EXERCISE BRIEF = Please proceed with the Alfresco interview on open source content management below, writing on from its last line.

EXTRACTED TEXT =
□ □ □ □ □

John Powell: The key problem that you have in the U.K. is access to the U.S. market. Open source enabled us to have our product distributed far and wide, and it also gives us an ability to relate to the customer that no other closed source company can achieve.

How big is Alfresco's community of code contributors? How have they added to the product thus far?

Powell: We have built a community. There are about 400 people now contributing in the forums and so forth, and we've had quite a lot of good contributions.

That's very good because content management is a bit like boiling the ocean. For example, we have people in hospitals and they've got complex X-ray machines and they've got doctors who go out with their personal cameras and take photos of accidents and stuff. All of that type of imagery, documents, case notes and all that sort of stuff needs to be content managed.

What the community enables us to do is focus on the core of content management -- the versioning, security, backup and recovery, etc. -- and the community can say, 'Well let's take this now and we'll drop into it a scanning interface or a translation capability or a summarization capability.' [The community adds] all this stuff that we would eventually get to, but it would take us years to get there.

What types of companies are interested -- or do you expect to be interested -- in open source content management?

Powell: When Documentum started, basically you had to be more than $2 billion in revenue to have a content management problem. But today I think that virtually any company has a content management problem. You have a content management problem.

But up until now, if you wanted to buy Documentum, you had to have a quarter of a million bucks pretty much to get to the table. That entry price really limited the people who could use content management. What we've done with Alfresco is dramatically changed that price point because we think the market is much, much bigger than just $2 billion companies. We think that everybody could use that. Our goal is to provide the functionality that everybody needs at a price point that is affordable, and therefore have a much bigger market share.

Who's taking it on board at the moment?

Powell: We've got companies of two or three people, we've got companies of a couple of hundred employees, and we've got companies with 50,000 employees.

□ □ □ □ □

DATA RECORDS =
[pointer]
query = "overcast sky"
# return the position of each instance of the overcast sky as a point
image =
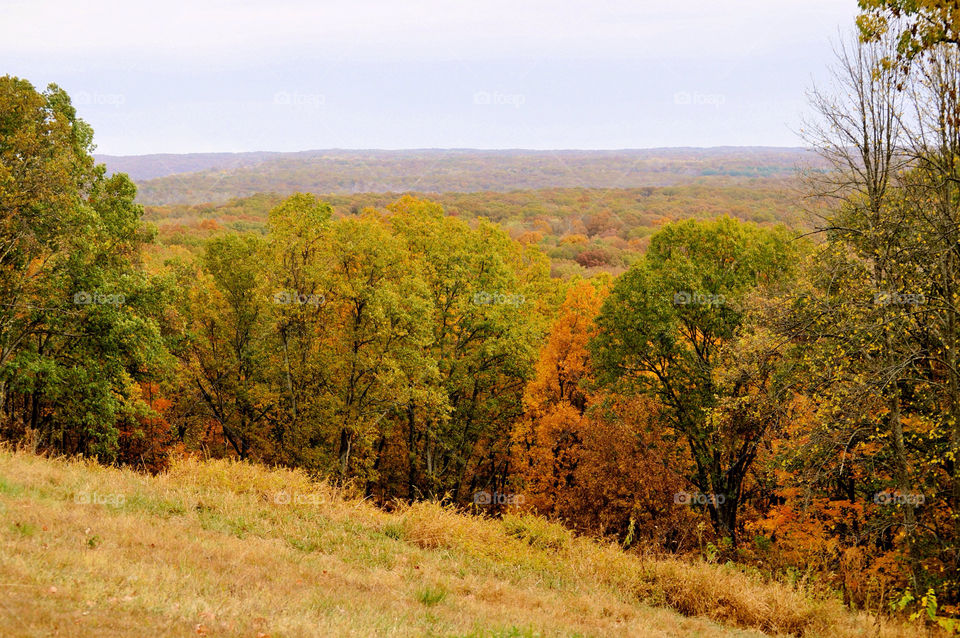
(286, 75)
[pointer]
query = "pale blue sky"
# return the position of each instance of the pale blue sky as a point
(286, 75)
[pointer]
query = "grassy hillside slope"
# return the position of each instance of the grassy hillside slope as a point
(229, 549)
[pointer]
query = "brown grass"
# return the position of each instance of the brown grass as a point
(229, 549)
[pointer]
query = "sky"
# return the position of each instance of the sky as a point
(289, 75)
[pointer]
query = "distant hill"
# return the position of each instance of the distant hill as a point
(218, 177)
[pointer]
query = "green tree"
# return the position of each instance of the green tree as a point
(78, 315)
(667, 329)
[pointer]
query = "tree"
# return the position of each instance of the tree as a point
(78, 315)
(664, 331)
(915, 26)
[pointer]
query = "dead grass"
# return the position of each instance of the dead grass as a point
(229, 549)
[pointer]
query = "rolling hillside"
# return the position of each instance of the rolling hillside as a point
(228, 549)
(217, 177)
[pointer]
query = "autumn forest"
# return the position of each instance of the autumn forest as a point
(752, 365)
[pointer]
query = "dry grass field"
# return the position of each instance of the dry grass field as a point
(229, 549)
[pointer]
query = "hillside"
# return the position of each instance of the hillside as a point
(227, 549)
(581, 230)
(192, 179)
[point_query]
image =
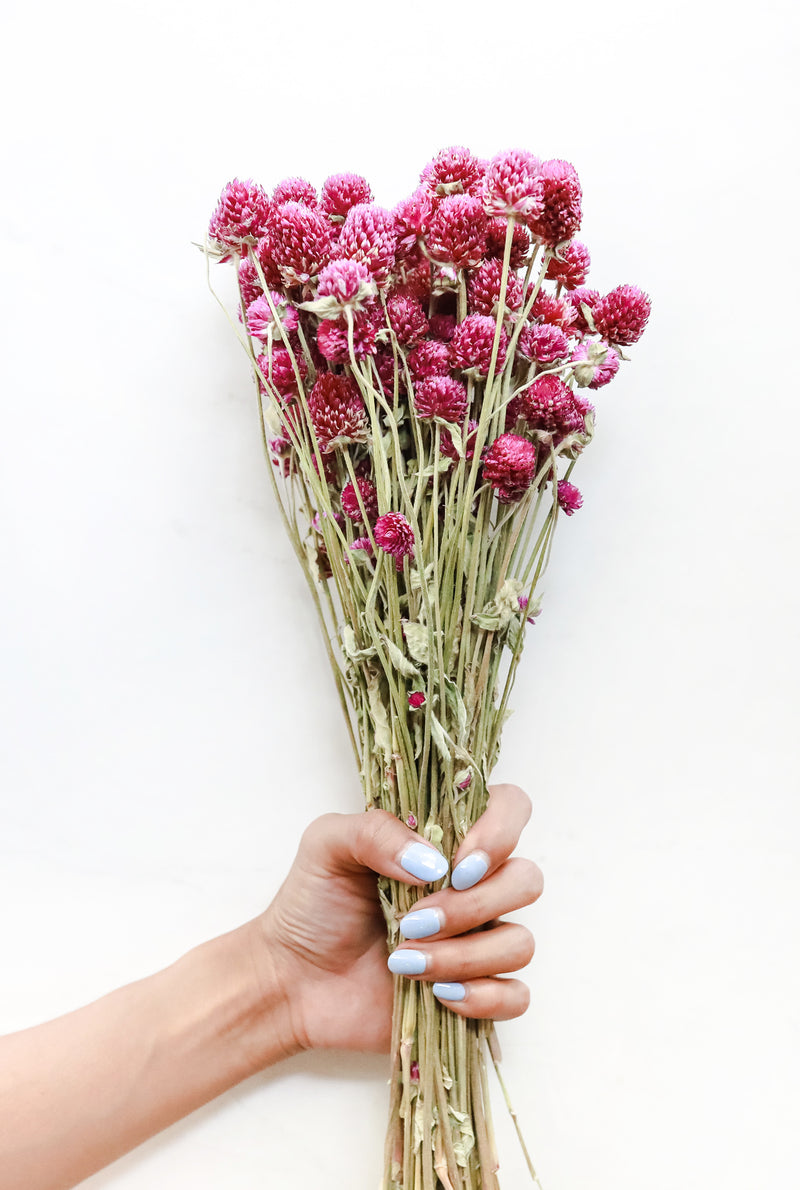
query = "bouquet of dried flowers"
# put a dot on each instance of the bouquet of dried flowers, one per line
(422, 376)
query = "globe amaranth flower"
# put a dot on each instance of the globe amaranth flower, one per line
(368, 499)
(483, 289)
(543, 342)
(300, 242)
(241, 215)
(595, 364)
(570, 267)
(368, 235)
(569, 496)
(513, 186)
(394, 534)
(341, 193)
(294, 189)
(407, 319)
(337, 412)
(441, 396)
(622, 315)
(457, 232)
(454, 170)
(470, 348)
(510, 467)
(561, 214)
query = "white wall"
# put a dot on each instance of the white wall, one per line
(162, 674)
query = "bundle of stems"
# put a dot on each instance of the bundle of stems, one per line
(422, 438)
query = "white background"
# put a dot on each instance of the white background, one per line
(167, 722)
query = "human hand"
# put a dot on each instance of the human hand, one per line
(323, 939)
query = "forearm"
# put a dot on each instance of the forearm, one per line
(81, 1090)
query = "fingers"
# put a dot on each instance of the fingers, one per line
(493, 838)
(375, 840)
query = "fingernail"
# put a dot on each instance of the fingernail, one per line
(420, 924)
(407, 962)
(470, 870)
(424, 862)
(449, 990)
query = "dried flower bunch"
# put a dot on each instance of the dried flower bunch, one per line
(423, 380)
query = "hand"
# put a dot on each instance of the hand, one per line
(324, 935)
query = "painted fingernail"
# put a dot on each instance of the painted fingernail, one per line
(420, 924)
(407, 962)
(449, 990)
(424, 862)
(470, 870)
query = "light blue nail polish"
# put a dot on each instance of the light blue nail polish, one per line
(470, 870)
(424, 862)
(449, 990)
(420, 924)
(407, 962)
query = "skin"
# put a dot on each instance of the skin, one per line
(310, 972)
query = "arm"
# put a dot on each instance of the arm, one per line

□ □ □ □ □

RESPONSE TO THIS EXERCISE =
How fully featured is the Alfresco software? What standards does it support?

Powell: It allows you to manage any type of content. It supports a wide variety of standard interfaces and a number of interfaces that -- although they're standard -- most of the content vendors don't support. For example, we support WebDAV.

We also support a thing called [Common Internet File System], which is the Microsoft file protocol. That means that you could [be creating a Microsoft Word document] and it can be saved into an Alfresco repository without you even knowing about it. It also means that you get all the benefits of content management without having to do the work, because when you save a file to Alfresco, [the system] can immediately start a workflow on it, can translate it, render that into a Web page -- all of that can be done automatically.

The big names in content management like EMC are very well entrenched in the marketplace. What are some of the challenges an open source company faces in trying to make a name for itself in that environment?

Powell: I think the challenges to some extent are around educating the customer to buy in a different way. That's the open source industry's biggest challenge -- changing the buying behavior of big corporations. It's obviously in that big corporation's benefit to change that behavior because it's incredibly costly today. [Selling customers on the open source model] is a bit like saying to a shopper, you don't have to go to someone and explain what you want. You can just go and pick it up off the shelf yourself.